§ **What you should do**
Look through the data that follows and copy each line with the string "blue".

§ **Dataset extract**
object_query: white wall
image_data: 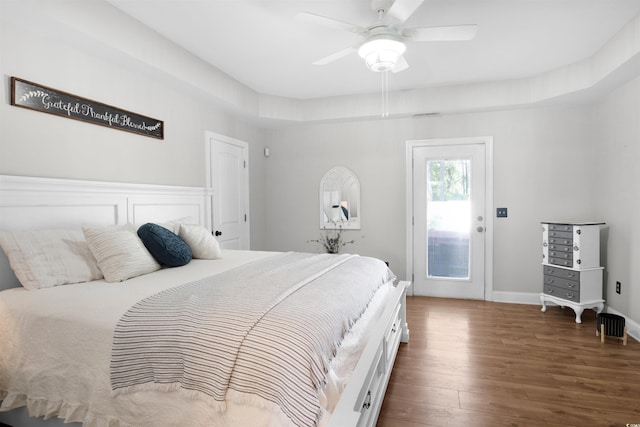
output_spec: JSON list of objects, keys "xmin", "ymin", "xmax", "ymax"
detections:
[
  {"xmin": 0, "ymin": 0, "xmax": 637, "ymax": 327},
  {"xmin": 0, "ymin": 12, "xmax": 248, "ymax": 186},
  {"xmin": 263, "ymin": 78, "xmax": 640, "ymax": 328},
  {"xmin": 263, "ymin": 106, "xmax": 597, "ymax": 293},
  {"xmin": 592, "ymin": 75, "xmax": 640, "ymax": 323},
  {"xmin": 0, "ymin": 0, "xmax": 268, "ymax": 248}
]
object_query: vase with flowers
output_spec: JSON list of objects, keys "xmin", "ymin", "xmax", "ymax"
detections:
[{"xmin": 308, "ymin": 222, "xmax": 356, "ymax": 254}]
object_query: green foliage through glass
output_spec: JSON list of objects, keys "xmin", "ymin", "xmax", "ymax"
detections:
[{"xmin": 427, "ymin": 160, "xmax": 470, "ymax": 201}]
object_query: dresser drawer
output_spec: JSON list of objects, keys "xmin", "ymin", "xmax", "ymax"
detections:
[
  {"xmin": 548, "ymin": 250, "xmax": 572, "ymax": 260},
  {"xmin": 543, "ymin": 265, "xmax": 580, "ymax": 280},
  {"xmin": 549, "ymin": 224, "xmax": 573, "ymax": 232},
  {"xmin": 548, "ymin": 229, "xmax": 573, "ymax": 239},
  {"xmin": 543, "ymin": 274, "xmax": 579, "ymax": 291},
  {"xmin": 548, "ymin": 243, "xmax": 572, "ymax": 253},
  {"xmin": 549, "ymin": 257, "xmax": 573, "ymax": 268},
  {"xmin": 543, "ymin": 284, "xmax": 579, "ymax": 301},
  {"xmin": 548, "ymin": 236, "xmax": 573, "ymax": 245}
]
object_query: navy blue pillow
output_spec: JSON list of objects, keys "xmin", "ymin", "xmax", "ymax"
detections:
[{"xmin": 137, "ymin": 223, "xmax": 192, "ymax": 267}]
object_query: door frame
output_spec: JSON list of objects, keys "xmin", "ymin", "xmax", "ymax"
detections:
[
  {"xmin": 205, "ymin": 130, "xmax": 250, "ymax": 249},
  {"xmin": 405, "ymin": 136, "xmax": 494, "ymax": 299}
]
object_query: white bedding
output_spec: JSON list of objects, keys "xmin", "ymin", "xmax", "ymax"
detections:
[{"xmin": 0, "ymin": 250, "xmax": 392, "ymax": 427}]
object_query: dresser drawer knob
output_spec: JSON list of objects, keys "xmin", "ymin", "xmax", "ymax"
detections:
[{"xmin": 546, "ymin": 288, "xmax": 554, "ymax": 294}]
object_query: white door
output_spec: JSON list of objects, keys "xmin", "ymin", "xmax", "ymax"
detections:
[
  {"xmin": 412, "ymin": 141, "xmax": 486, "ymax": 299},
  {"xmin": 208, "ymin": 133, "xmax": 249, "ymax": 250}
]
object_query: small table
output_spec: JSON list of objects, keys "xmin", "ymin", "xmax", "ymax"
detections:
[
  {"xmin": 596, "ymin": 312, "xmax": 627, "ymax": 345},
  {"xmin": 540, "ymin": 293, "xmax": 604, "ymax": 324}
]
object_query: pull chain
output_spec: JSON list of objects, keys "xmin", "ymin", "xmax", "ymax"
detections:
[{"xmin": 381, "ymin": 70, "xmax": 389, "ymax": 118}]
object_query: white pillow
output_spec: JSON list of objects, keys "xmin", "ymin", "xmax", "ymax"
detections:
[
  {"xmin": 83, "ymin": 225, "xmax": 160, "ymax": 282},
  {"xmin": 157, "ymin": 217, "xmax": 198, "ymax": 234},
  {"xmin": 178, "ymin": 224, "xmax": 222, "ymax": 259},
  {"xmin": 0, "ymin": 229, "xmax": 103, "ymax": 290}
]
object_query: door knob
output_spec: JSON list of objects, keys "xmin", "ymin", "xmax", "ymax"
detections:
[
  {"xmin": 214, "ymin": 230, "xmax": 222, "ymax": 237},
  {"xmin": 476, "ymin": 226, "xmax": 484, "ymax": 232}
]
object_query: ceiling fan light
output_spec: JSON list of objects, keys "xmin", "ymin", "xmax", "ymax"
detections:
[{"xmin": 358, "ymin": 38, "xmax": 406, "ymax": 72}]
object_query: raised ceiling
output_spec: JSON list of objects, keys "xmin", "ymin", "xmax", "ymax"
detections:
[{"xmin": 107, "ymin": 0, "xmax": 640, "ymax": 101}]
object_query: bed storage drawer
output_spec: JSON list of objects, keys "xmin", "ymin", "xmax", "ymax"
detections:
[
  {"xmin": 329, "ymin": 281, "xmax": 409, "ymax": 427},
  {"xmin": 357, "ymin": 300, "xmax": 403, "ymax": 427},
  {"xmin": 355, "ymin": 342, "xmax": 386, "ymax": 427},
  {"xmin": 384, "ymin": 304, "xmax": 402, "ymax": 365}
]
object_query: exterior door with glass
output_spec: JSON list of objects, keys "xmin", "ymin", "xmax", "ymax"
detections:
[{"xmin": 412, "ymin": 142, "xmax": 486, "ymax": 299}]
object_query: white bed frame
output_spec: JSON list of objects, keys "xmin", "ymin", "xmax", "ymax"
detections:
[{"xmin": 0, "ymin": 175, "xmax": 409, "ymax": 427}]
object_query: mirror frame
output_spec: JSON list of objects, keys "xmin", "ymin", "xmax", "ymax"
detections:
[{"xmin": 319, "ymin": 166, "xmax": 361, "ymax": 230}]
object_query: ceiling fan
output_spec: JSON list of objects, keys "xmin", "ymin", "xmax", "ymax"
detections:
[{"xmin": 297, "ymin": 0, "xmax": 478, "ymax": 73}]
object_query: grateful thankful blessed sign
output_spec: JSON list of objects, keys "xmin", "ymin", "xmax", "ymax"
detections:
[{"xmin": 11, "ymin": 77, "xmax": 164, "ymax": 139}]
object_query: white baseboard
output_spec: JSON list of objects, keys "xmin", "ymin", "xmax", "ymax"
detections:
[
  {"xmin": 491, "ymin": 291, "xmax": 639, "ymax": 343},
  {"xmin": 490, "ymin": 291, "xmax": 541, "ymax": 305}
]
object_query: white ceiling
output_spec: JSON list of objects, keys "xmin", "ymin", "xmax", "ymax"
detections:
[{"xmin": 107, "ymin": 0, "xmax": 640, "ymax": 101}]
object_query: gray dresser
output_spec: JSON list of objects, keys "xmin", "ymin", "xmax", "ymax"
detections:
[{"xmin": 540, "ymin": 222, "xmax": 605, "ymax": 323}]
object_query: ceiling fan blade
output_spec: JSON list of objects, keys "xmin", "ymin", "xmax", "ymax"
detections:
[
  {"xmin": 312, "ymin": 46, "xmax": 357, "ymax": 65},
  {"xmin": 385, "ymin": 0, "xmax": 424, "ymax": 24},
  {"xmin": 392, "ymin": 56, "xmax": 409, "ymax": 73},
  {"xmin": 295, "ymin": 12, "xmax": 366, "ymax": 35},
  {"xmin": 404, "ymin": 24, "xmax": 478, "ymax": 41}
]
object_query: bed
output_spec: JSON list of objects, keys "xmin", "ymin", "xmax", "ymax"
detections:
[{"xmin": 0, "ymin": 175, "xmax": 409, "ymax": 427}]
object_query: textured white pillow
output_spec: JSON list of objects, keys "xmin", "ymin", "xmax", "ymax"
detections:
[
  {"xmin": 178, "ymin": 224, "xmax": 222, "ymax": 259},
  {"xmin": 83, "ymin": 225, "xmax": 160, "ymax": 282},
  {"xmin": 0, "ymin": 229, "xmax": 103, "ymax": 290},
  {"xmin": 157, "ymin": 217, "xmax": 198, "ymax": 234}
]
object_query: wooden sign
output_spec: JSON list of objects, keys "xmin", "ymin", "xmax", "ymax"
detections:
[{"xmin": 11, "ymin": 77, "xmax": 164, "ymax": 139}]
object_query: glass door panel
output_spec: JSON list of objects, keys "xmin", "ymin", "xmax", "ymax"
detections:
[
  {"xmin": 413, "ymin": 142, "xmax": 486, "ymax": 299},
  {"xmin": 426, "ymin": 159, "xmax": 471, "ymax": 279}
]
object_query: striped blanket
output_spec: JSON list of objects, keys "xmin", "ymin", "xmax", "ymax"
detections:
[{"xmin": 110, "ymin": 252, "xmax": 395, "ymax": 426}]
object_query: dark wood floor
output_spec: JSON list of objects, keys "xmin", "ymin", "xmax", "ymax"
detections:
[{"xmin": 377, "ymin": 297, "xmax": 640, "ymax": 427}]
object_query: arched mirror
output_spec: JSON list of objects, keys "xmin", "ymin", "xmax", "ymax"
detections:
[{"xmin": 319, "ymin": 166, "xmax": 360, "ymax": 230}]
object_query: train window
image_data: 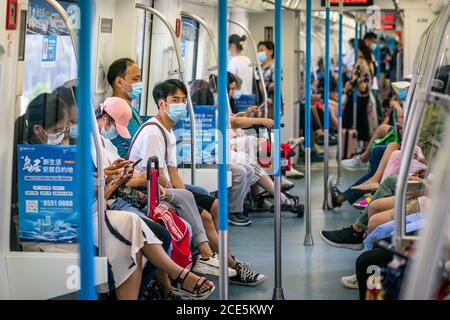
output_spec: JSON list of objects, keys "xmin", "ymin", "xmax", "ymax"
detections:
[
  {"xmin": 20, "ymin": 0, "xmax": 79, "ymax": 115},
  {"xmin": 181, "ymin": 16, "xmax": 200, "ymax": 83},
  {"xmin": 12, "ymin": 0, "xmax": 80, "ymax": 253}
]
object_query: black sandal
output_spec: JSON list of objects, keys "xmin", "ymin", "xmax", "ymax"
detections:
[{"xmin": 170, "ymin": 269, "xmax": 215, "ymax": 300}]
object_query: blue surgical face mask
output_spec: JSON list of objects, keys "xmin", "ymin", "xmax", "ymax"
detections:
[
  {"xmin": 124, "ymin": 80, "xmax": 143, "ymax": 101},
  {"xmin": 232, "ymin": 90, "xmax": 242, "ymax": 101},
  {"xmin": 69, "ymin": 123, "xmax": 78, "ymax": 140},
  {"xmin": 101, "ymin": 126, "xmax": 119, "ymax": 140},
  {"xmin": 166, "ymin": 103, "xmax": 187, "ymax": 123},
  {"xmin": 257, "ymin": 51, "xmax": 268, "ymax": 64},
  {"xmin": 370, "ymin": 43, "xmax": 378, "ymax": 51},
  {"xmin": 397, "ymin": 88, "xmax": 408, "ymax": 101}
]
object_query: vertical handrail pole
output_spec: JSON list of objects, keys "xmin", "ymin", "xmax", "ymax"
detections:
[
  {"xmin": 303, "ymin": 0, "xmax": 313, "ymax": 246},
  {"xmin": 78, "ymin": 0, "xmax": 96, "ymax": 299},
  {"xmin": 323, "ymin": 0, "xmax": 331, "ymax": 210},
  {"xmin": 218, "ymin": 0, "xmax": 229, "ymax": 300},
  {"xmin": 272, "ymin": 0, "xmax": 284, "ymax": 300},
  {"xmin": 46, "ymin": 0, "xmax": 104, "ymax": 297},
  {"xmin": 396, "ymin": 50, "xmax": 403, "ymax": 82},
  {"xmin": 136, "ymin": 4, "xmax": 197, "ymax": 184},
  {"xmin": 337, "ymin": 0, "xmax": 344, "ymax": 184},
  {"xmin": 352, "ymin": 22, "xmax": 358, "ymax": 130}
]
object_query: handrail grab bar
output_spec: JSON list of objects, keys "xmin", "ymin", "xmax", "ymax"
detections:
[{"xmin": 136, "ymin": 4, "xmax": 197, "ymax": 184}]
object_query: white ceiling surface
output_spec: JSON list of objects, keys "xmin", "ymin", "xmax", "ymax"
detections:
[{"xmin": 184, "ymin": 0, "xmax": 436, "ymax": 12}]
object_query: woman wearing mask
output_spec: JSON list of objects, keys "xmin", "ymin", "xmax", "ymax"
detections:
[
  {"xmin": 228, "ymin": 34, "xmax": 254, "ymax": 95},
  {"xmin": 25, "ymin": 93, "xmax": 71, "ymax": 145},
  {"xmin": 257, "ymin": 41, "xmax": 284, "ymax": 119},
  {"xmin": 21, "ymin": 93, "xmax": 214, "ymax": 300},
  {"xmin": 343, "ymin": 39, "xmax": 374, "ymax": 148},
  {"xmin": 93, "ymin": 97, "xmax": 215, "ymax": 300}
]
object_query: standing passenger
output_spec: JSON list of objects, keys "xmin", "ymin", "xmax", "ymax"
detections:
[{"xmin": 228, "ymin": 34, "xmax": 254, "ymax": 95}]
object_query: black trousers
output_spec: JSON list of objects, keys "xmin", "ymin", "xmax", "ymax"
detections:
[
  {"xmin": 355, "ymin": 248, "xmax": 393, "ymax": 300},
  {"xmin": 343, "ymin": 94, "xmax": 371, "ymax": 142}
]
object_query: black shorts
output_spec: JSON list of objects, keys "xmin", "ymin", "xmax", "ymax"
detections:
[{"xmin": 191, "ymin": 191, "xmax": 216, "ymax": 214}]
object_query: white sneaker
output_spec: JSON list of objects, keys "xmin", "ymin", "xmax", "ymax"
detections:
[
  {"xmin": 341, "ymin": 156, "xmax": 368, "ymax": 171},
  {"xmin": 192, "ymin": 253, "xmax": 237, "ymax": 277},
  {"xmin": 286, "ymin": 167, "xmax": 304, "ymax": 179},
  {"xmin": 341, "ymin": 274, "xmax": 358, "ymax": 289}
]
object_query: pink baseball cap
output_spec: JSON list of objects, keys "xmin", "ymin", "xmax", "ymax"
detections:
[{"xmin": 102, "ymin": 97, "xmax": 132, "ymax": 139}]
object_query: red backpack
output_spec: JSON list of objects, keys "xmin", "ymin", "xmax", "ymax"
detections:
[{"xmin": 146, "ymin": 156, "xmax": 192, "ymax": 269}]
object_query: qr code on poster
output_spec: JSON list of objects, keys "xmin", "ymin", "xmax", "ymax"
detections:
[{"xmin": 26, "ymin": 200, "xmax": 38, "ymax": 213}]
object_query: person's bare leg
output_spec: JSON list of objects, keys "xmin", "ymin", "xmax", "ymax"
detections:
[
  {"xmin": 140, "ymin": 243, "xmax": 214, "ymax": 293},
  {"xmin": 368, "ymin": 209, "xmax": 395, "ymax": 234},
  {"xmin": 155, "ymin": 270, "xmax": 171, "ymax": 298},
  {"xmin": 197, "ymin": 242, "xmax": 214, "ymax": 259},
  {"xmin": 358, "ymin": 142, "xmax": 399, "ymax": 185},
  {"xmin": 359, "ymin": 124, "xmax": 391, "ymax": 162},
  {"xmin": 115, "ymin": 252, "xmax": 143, "ymax": 300},
  {"xmin": 256, "ymin": 175, "xmax": 287, "ymax": 204},
  {"xmin": 201, "ymin": 210, "xmax": 237, "ymax": 269},
  {"xmin": 368, "ymin": 197, "xmax": 395, "ymax": 219}
]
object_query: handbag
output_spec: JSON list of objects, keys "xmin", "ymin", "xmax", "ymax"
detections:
[
  {"xmin": 147, "ymin": 157, "xmax": 193, "ymax": 269},
  {"xmin": 114, "ymin": 185, "xmax": 147, "ymax": 209}
]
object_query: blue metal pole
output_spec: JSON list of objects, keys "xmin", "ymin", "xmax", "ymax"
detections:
[
  {"xmin": 218, "ymin": 0, "xmax": 229, "ymax": 300},
  {"xmin": 352, "ymin": 22, "xmax": 358, "ymax": 130},
  {"xmin": 303, "ymin": 0, "xmax": 313, "ymax": 246},
  {"xmin": 273, "ymin": 0, "xmax": 284, "ymax": 300},
  {"xmin": 77, "ymin": 0, "xmax": 95, "ymax": 300},
  {"xmin": 323, "ymin": 1, "xmax": 331, "ymax": 209},
  {"xmin": 337, "ymin": 4, "xmax": 343, "ymax": 183}
]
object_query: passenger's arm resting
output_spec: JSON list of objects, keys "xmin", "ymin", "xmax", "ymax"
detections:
[
  {"xmin": 230, "ymin": 116, "xmax": 273, "ymax": 129},
  {"xmin": 126, "ymin": 171, "xmax": 147, "ymax": 188},
  {"xmin": 168, "ymin": 166, "xmax": 185, "ymax": 189}
]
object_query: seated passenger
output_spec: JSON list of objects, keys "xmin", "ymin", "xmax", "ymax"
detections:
[
  {"xmin": 106, "ymin": 57, "xmax": 207, "ymax": 196},
  {"xmin": 98, "ymin": 158, "xmax": 214, "ymax": 300},
  {"xmin": 18, "ymin": 93, "xmax": 214, "ymax": 300},
  {"xmin": 124, "ymin": 80, "xmax": 268, "ymax": 286},
  {"xmin": 189, "ymin": 78, "xmax": 257, "ymax": 227},
  {"xmin": 94, "ymin": 97, "xmax": 241, "ymax": 280},
  {"xmin": 210, "ymin": 73, "xmax": 303, "ymax": 214}
]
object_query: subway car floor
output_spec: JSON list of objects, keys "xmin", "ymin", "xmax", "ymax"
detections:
[{"xmin": 209, "ymin": 156, "xmax": 365, "ymax": 300}]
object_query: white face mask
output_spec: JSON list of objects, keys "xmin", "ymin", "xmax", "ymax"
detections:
[{"xmin": 44, "ymin": 129, "xmax": 66, "ymax": 145}]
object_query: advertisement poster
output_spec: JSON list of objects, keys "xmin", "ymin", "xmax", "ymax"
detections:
[
  {"xmin": 174, "ymin": 106, "xmax": 216, "ymax": 166},
  {"xmin": 17, "ymin": 145, "xmax": 78, "ymax": 243},
  {"xmin": 234, "ymin": 94, "xmax": 257, "ymax": 113},
  {"xmin": 27, "ymin": 0, "xmax": 80, "ymax": 36},
  {"xmin": 41, "ymin": 35, "xmax": 57, "ymax": 67}
]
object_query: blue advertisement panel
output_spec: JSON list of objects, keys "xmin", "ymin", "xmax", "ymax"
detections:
[
  {"xmin": 174, "ymin": 106, "xmax": 216, "ymax": 166},
  {"xmin": 17, "ymin": 145, "xmax": 78, "ymax": 243},
  {"xmin": 27, "ymin": 0, "xmax": 80, "ymax": 35},
  {"xmin": 234, "ymin": 94, "xmax": 256, "ymax": 113}
]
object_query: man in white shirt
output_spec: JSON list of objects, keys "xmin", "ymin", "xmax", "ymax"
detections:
[{"xmin": 129, "ymin": 79, "xmax": 267, "ymax": 286}]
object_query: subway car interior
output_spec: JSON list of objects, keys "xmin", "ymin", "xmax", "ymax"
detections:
[{"xmin": 0, "ymin": 0, "xmax": 449, "ymax": 302}]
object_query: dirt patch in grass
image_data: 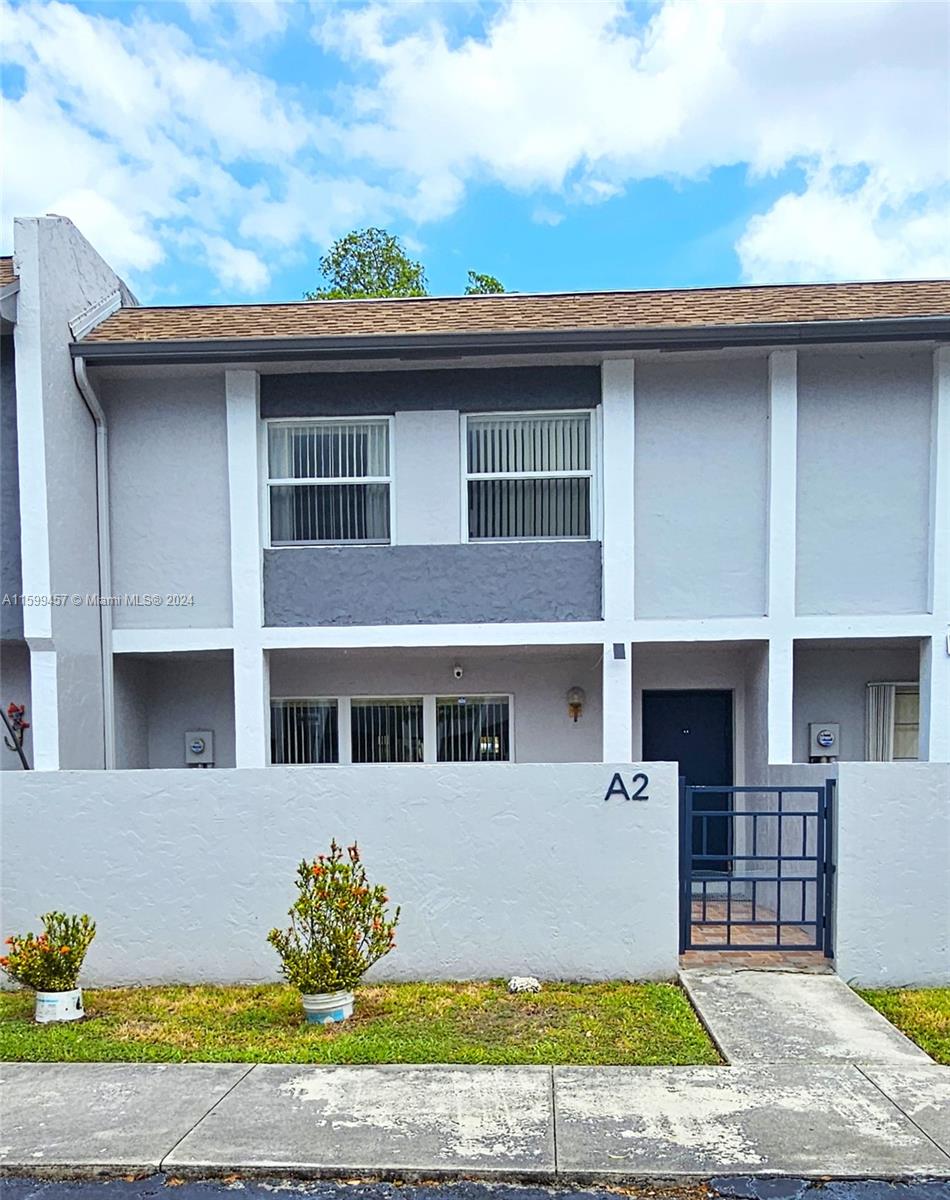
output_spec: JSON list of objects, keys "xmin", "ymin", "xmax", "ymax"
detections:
[
  {"xmin": 858, "ymin": 986, "xmax": 950, "ymax": 1064},
  {"xmin": 0, "ymin": 980, "xmax": 719, "ymax": 1066}
]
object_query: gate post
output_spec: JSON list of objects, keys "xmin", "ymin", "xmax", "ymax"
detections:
[
  {"xmin": 823, "ymin": 778, "xmax": 836, "ymax": 958},
  {"xmin": 678, "ymin": 776, "xmax": 690, "ymax": 953}
]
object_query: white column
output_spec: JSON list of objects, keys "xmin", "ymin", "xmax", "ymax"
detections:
[
  {"xmin": 226, "ymin": 369, "xmax": 267, "ymax": 767},
  {"xmin": 919, "ymin": 636, "xmax": 950, "ymax": 763},
  {"xmin": 766, "ymin": 351, "xmax": 798, "ymax": 766},
  {"xmin": 767, "ymin": 350, "xmax": 798, "ymax": 622},
  {"xmin": 767, "ymin": 637, "xmax": 795, "ymax": 764},
  {"xmin": 27, "ymin": 647, "xmax": 60, "ymax": 771},
  {"xmin": 600, "ymin": 360, "xmax": 636, "ymax": 625},
  {"xmin": 602, "ymin": 643, "xmax": 633, "ymax": 762}
]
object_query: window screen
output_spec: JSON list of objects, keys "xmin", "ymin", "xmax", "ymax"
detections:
[
  {"xmin": 271, "ymin": 700, "xmax": 339, "ymax": 764},
  {"xmin": 437, "ymin": 696, "xmax": 510, "ymax": 762},
  {"xmin": 351, "ymin": 698, "xmax": 424, "ymax": 763}
]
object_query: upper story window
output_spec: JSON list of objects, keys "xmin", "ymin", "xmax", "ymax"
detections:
[
  {"xmin": 267, "ymin": 419, "xmax": 391, "ymax": 545},
  {"xmin": 465, "ymin": 411, "xmax": 593, "ymax": 540}
]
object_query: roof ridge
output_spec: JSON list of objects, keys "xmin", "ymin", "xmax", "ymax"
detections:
[{"xmin": 104, "ymin": 277, "xmax": 950, "ymax": 316}]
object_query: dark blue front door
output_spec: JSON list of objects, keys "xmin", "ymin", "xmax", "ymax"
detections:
[{"xmin": 642, "ymin": 689, "xmax": 733, "ymax": 872}]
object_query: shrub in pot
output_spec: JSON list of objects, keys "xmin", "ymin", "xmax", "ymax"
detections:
[
  {"xmin": 268, "ymin": 841, "xmax": 399, "ymax": 1024},
  {"xmin": 1, "ymin": 912, "xmax": 96, "ymax": 1023}
]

§ **Task result**
object_query: navy blue pillow
object_query: blue surgical face mask
object_query: blue metal pole
object_query: blue advertisement panel
object_query: dark blue front door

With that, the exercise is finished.